- [Brontekst]

::::::::::

De kleurstudie in ultramarijn blauw waaraan ik werk is 100 bij 80 cm. Ik werk laag over laag met olieverf, en de penseel die ik gebruik is anderhalve vinger dik. Het is een langdurig proces, waardoor de ervaringen tijdens het schilderen zich langzaam kunnen verdiepen. De kleur wordt naar de randen toe steeds donkerder, naar het zwartblauw toe. En terwijl het werk vordert, worden de lichtere blauwe ruimten daartussen steeds grenzelozer. Aanvankelijk probeer ik nog een oriëntatiepunt te vinden in deze blauwe diepte, maar dat lukt niet. Het is alsof mijn ogen steeds ‘uitglijden’ in het blauw. Het wijkt en wijkt, ik kom nergens een bodem of een grens tegen. En ik merk dat dit vreemde dingen met me doet.

Want hoe dieper ik me in de grenzeloosheid van dit blauw begeef, hoe meer mijn gedachten ‘uiteenrafelen’. Alsof ik, om gedachten te kunnen hebben, een soort weerklank in de buitenwereld nodig heb. En die weerklank is hier niet langer te vinden. Hierdoor verbleken al mijn gedachten en gewaarwordingen; ze waaien uiteen als oude vlaggen die te lang in weer en wind hebben gewapperd. En de restanten van gewaarwordingen die nog zijn blijven zitten, weten op het laatst zelf niet meer waar ze vandaan komen of wat ze te vertellen hadden. Niets wordt teruggewezen door dit blauw, alles wordt erin opgenomen, alles verdwijnt is een ruimte die zo grenzeloos is dat ik het niet kan bevatten. Wat ik ‘mezelf’ noem, lost erin op als een mespuntje zout in een meer.

::::::::::

- [Uit te voeren taken]
A - Zet de alinea van de brontekst die begint met ‘De kleurstudie in ultramarijn blauw’ om in een beknopte lijst met de belangrijkste feiten.
B - Beantwoord deze vragen over de brontekst, elk op een eigen regel:
(i) Met welke verf wordt de kleurstudie geschilderd?
(ii) Waarmee worden de verbleekte gedachten en gewaarwordingen vergeleken die uiteenwaaien?
(iii) Waarmee vergelijkt de brontekst het oplossen van wat ‘mezelf’ genoemd wordt?
De gegevens staan los van de brontekst.

::::::::::

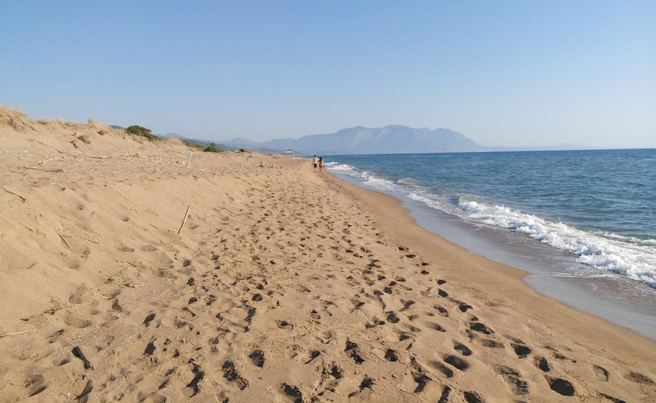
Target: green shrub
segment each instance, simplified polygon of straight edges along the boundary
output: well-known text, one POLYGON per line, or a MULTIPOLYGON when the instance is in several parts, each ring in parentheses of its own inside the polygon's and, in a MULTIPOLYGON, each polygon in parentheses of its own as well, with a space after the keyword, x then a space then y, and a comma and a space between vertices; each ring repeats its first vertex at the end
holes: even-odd
POLYGON ((130 134, 134 134, 134 136, 141 136, 142 137, 145 137, 148 139, 148 141, 150 142, 154 142, 159 140, 159 137, 153 134, 150 128, 146 128, 145 127, 136 126, 136 125, 133 125, 126 128, 125 132, 129 133, 130 134))
POLYGON ((220 153, 223 151, 222 149, 217 148, 216 145, 214 143, 212 143, 211 144, 206 147, 205 149, 203 149, 203 151, 205 151, 206 153, 220 153))
POLYGON ((195 142, 192 142, 192 140, 184 139, 182 140, 182 143, 190 148, 195 148, 197 149, 203 149, 203 145, 199 144, 195 142))

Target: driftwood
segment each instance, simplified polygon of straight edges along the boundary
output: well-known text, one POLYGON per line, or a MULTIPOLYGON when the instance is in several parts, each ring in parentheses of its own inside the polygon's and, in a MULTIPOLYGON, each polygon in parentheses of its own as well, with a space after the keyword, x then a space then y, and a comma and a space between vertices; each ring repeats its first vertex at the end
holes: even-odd
POLYGON ((53 159, 57 159, 57 157, 53 157, 52 158, 51 158, 50 159, 46 159, 46 160, 43 160, 43 161, 39 161, 39 165, 43 165, 45 163, 47 163, 48 161, 51 161, 53 159))
MULTIPOLYGON (((4 188, 3 188, 3 189, 4 189, 4 188)), ((7 193, 11 193, 12 195, 14 195, 14 196, 16 196, 16 197, 20 197, 20 200, 23 201, 23 202, 24 202, 24 202, 25 202, 26 201, 27 201, 27 200, 28 200, 27 199, 26 199, 26 198, 23 197, 22 197, 22 196, 21 196, 20 195, 17 195, 17 194, 14 193, 14 192, 12 192, 12 191, 9 191, 9 190, 7 190, 7 189, 5 189, 5 191, 6 191, 6 192, 7 192, 7 193)))
POLYGON ((184 223, 187 222, 187 216, 189 216, 189 210, 191 208, 191 204, 187 207, 187 212, 184 213, 184 220, 182 220, 182 223, 180 225, 180 229, 178 230, 178 235, 180 235, 180 231, 182 231, 182 227, 184 226, 184 223))
POLYGON ((35 169, 39 171, 43 171, 45 172, 63 172, 63 169, 42 169, 41 168, 37 168, 36 166, 16 166, 16 168, 21 168, 22 169, 35 169))
POLYGON ((14 334, 22 334, 24 333, 29 333, 30 332, 34 332, 36 329, 32 329, 31 330, 23 330, 22 332, 14 332, 13 333, 5 333, 5 334, 0 334, 0 337, 4 337, 6 336, 14 336, 14 334))
POLYGON ((86 370, 93 369, 93 366, 91 365, 91 361, 89 361, 89 359, 87 358, 87 356, 84 355, 84 353, 82 353, 82 350, 80 349, 79 347, 75 346, 73 347, 72 352, 73 352, 73 355, 75 356, 78 358, 84 361, 85 369, 86 370))
POLYGON ((87 155, 86 151, 85 151, 83 149, 82 149, 81 148, 80 148, 77 145, 77 142, 75 142, 75 139, 73 139, 72 140, 71 140, 71 144, 73 144, 73 147, 75 147, 75 148, 77 148, 79 151, 82 151, 84 153, 85 155, 87 155))
POLYGON ((67 246, 68 246, 69 249, 73 250, 73 248, 71 248, 71 246, 68 244, 68 242, 66 242, 66 240, 64 239, 64 236, 62 235, 62 234, 59 234, 59 237, 62 239, 62 240, 63 240, 64 243, 66 244, 67 246))

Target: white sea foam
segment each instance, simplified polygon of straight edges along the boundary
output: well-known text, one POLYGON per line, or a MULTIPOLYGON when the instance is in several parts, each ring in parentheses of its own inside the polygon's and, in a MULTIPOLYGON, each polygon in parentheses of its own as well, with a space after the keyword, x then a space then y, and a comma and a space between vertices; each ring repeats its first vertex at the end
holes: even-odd
POLYGON ((540 242, 572 253, 580 263, 613 271, 656 288, 656 240, 639 239, 617 234, 592 233, 555 222, 518 210, 461 197, 457 204, 447 197, 431 193, 411 178, 396 183, 359 171, 346 164, 327 166, 380 190, 400 193, 426 206, 487 225, 516 231, 540 242))

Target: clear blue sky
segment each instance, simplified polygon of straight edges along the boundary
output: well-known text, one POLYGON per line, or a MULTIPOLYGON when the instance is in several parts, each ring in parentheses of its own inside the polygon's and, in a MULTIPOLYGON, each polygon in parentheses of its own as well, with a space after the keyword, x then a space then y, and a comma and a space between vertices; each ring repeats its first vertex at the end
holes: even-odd
POLYGON ((656 147, 656 1, 0 1, 0 104, 220 140, 656 147))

::::::::::

- [Antwoorden bij taken]
A -
- De kleurstudie in ultramarijn blauw is 100 bij 80 cm.
- Er wordt laag over laag met olieverf geschilderd, met een penseel van anderhalve vinger dik.
- Door het langdurige proces kunnen de ervaringen tijdens het schilderen zich langzaam verdiepen.
- Naar de randen wordt de kleur steeds donkerder, tot zwartblauw, en de lichtere blauwe ruimten daartussen worden steeds grenzelozer.
- Een oriëntatiepunt in de blauwe diepte vinden lukt niet: de ogen ‘glijden uit’ en stuiten nergens op een bodem of grens.
- Dit doet vreemde dingen met de schilder.

B -
(i) Met olieverf.
(ii) Met oude vlaggen die te lang in weer en wind hebben gewapperd.
(iii) Met een mespuntje zout in een meer.